Data for analysis: Begin

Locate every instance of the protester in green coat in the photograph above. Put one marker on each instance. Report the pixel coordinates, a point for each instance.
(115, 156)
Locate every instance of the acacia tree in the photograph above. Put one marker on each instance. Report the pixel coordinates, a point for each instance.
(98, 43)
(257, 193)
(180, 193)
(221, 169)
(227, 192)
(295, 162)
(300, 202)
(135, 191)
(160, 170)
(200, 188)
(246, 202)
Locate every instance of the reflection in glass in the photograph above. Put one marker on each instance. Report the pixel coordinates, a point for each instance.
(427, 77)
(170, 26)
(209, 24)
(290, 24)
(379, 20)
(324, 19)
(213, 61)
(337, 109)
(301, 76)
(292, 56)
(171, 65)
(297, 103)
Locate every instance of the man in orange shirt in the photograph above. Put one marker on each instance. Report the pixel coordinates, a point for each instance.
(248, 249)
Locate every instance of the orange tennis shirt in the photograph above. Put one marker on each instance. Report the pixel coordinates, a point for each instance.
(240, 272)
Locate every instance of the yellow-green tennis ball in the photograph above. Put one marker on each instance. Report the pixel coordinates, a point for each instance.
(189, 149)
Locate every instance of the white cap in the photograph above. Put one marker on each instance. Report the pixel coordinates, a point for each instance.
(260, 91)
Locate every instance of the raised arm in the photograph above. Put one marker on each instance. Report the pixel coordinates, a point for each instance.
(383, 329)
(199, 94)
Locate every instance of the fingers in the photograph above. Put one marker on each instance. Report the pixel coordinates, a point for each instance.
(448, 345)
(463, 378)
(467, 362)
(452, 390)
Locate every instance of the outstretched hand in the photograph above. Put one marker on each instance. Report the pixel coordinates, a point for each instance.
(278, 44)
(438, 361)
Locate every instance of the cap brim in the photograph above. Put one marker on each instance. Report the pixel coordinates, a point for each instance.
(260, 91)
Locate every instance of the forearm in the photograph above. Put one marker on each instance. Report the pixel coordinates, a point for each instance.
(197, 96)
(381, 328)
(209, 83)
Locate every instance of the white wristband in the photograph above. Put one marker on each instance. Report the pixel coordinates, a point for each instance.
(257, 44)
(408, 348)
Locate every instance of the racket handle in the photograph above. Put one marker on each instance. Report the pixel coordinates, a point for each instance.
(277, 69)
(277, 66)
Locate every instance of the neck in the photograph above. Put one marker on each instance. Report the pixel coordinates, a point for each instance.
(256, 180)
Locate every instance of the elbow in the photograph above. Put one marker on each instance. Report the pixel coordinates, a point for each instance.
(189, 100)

Data for analysis: End

» **The task**
Each record must be copied out exactly and in full.

» **Answer area**
Locate every instance of the protester in green coat in the photograph above. Put one marker on each instance. Report the pixel coordinates, a point for each instance.
(115, 156)
Locate every instance of the acacia tree in the photograph above. Put one marker on each instance. Report the pixel coordinates, a point for each instance.
(98, 43)
(257, 193)
(180, 193)
(221, 169)
(227, 192)
(295, 162)
(300, 202)
(135, 191)
(160, 170)
(200, 188)
(246, 202)
Locate every instance of the reflection in glass in the photograph above. Put one marker on each instance. Report the pixel coordinates, a point for each instance.
(427, 77)
(170, 26)
(209, 24)
(290, 24)
(379, 20)
(324, 19)
(213, 61)
(337, 109)
(301, 76)
(292, 56)
(171, 65)
(297, 103)
Locate every instance of the man in orange shirt in the photograph above. Put one marker on each instance. Report the pixel coordinates, a point for each instance.
(248, 249)
Locate every instance of the orange tennis shirt in the photograph above. Put one marker on each instance. Report the pixel coordinates, a point for each instance.
(240, 272)
Locate every instance of the yellow-green tennis ball in the photograph above. Put one marker on each instance. Report the pixel coordinates, a point for each instance.
(189, 149)
Locate every instance of the white cap in the photograph above. Put one marker on each instance. Report the pixel coordinates, a point for each instance.
(260, 91)
Locate every instance of the raised arm in the photograph above. Put one marker on each instance. Report the pixel coordinates, a point for each instance.
(383, 329)
(199, 94)
Locate every instance of the fingers in the photograph above. Put one marker on each instance. Report the pixel coordinates, a point for each instance.
(448, 345)
(463, 378)
(467, 362)
(452, 390)
Locate every instance of the outstretched hand in the photograph above. Put one marker on each instance. Report the pixel coordinates, a point for each instance.
(278, 44)
(438, 361)
Locate every instance of the cap brim in the photograph above. Put one marker on each instance. Report the pixel coordinates, a point for each instance.
(260, 91)
Locate every instance of the forearm in the photograph above. Put one marker on each instance. Report the pixel coordinates, a point for each instance.
(197, 96)
(381, 328)
(209, 83)
Locate every instance of the white wristband in the photograph above. Put one marker on each instance. Report the pixel coordinates, a point for each instance.
(257, 44)
(408, 348)
Locate every instance of the racket handle in the photograph above. Put one marker on each instance. Report the pixel coordinates, a point for each instance.
(277, 69)
(277, 66)
Locate every instance of the neck in the photograph above. Put one marker on each instance. Report the pixel coordinates, a point for each instance.
(256, 180)
Locate every instance of the elbow in the photograph above. Put one marker on each instance. Report the pixel coordinates, a point for each instance.
(189, 100)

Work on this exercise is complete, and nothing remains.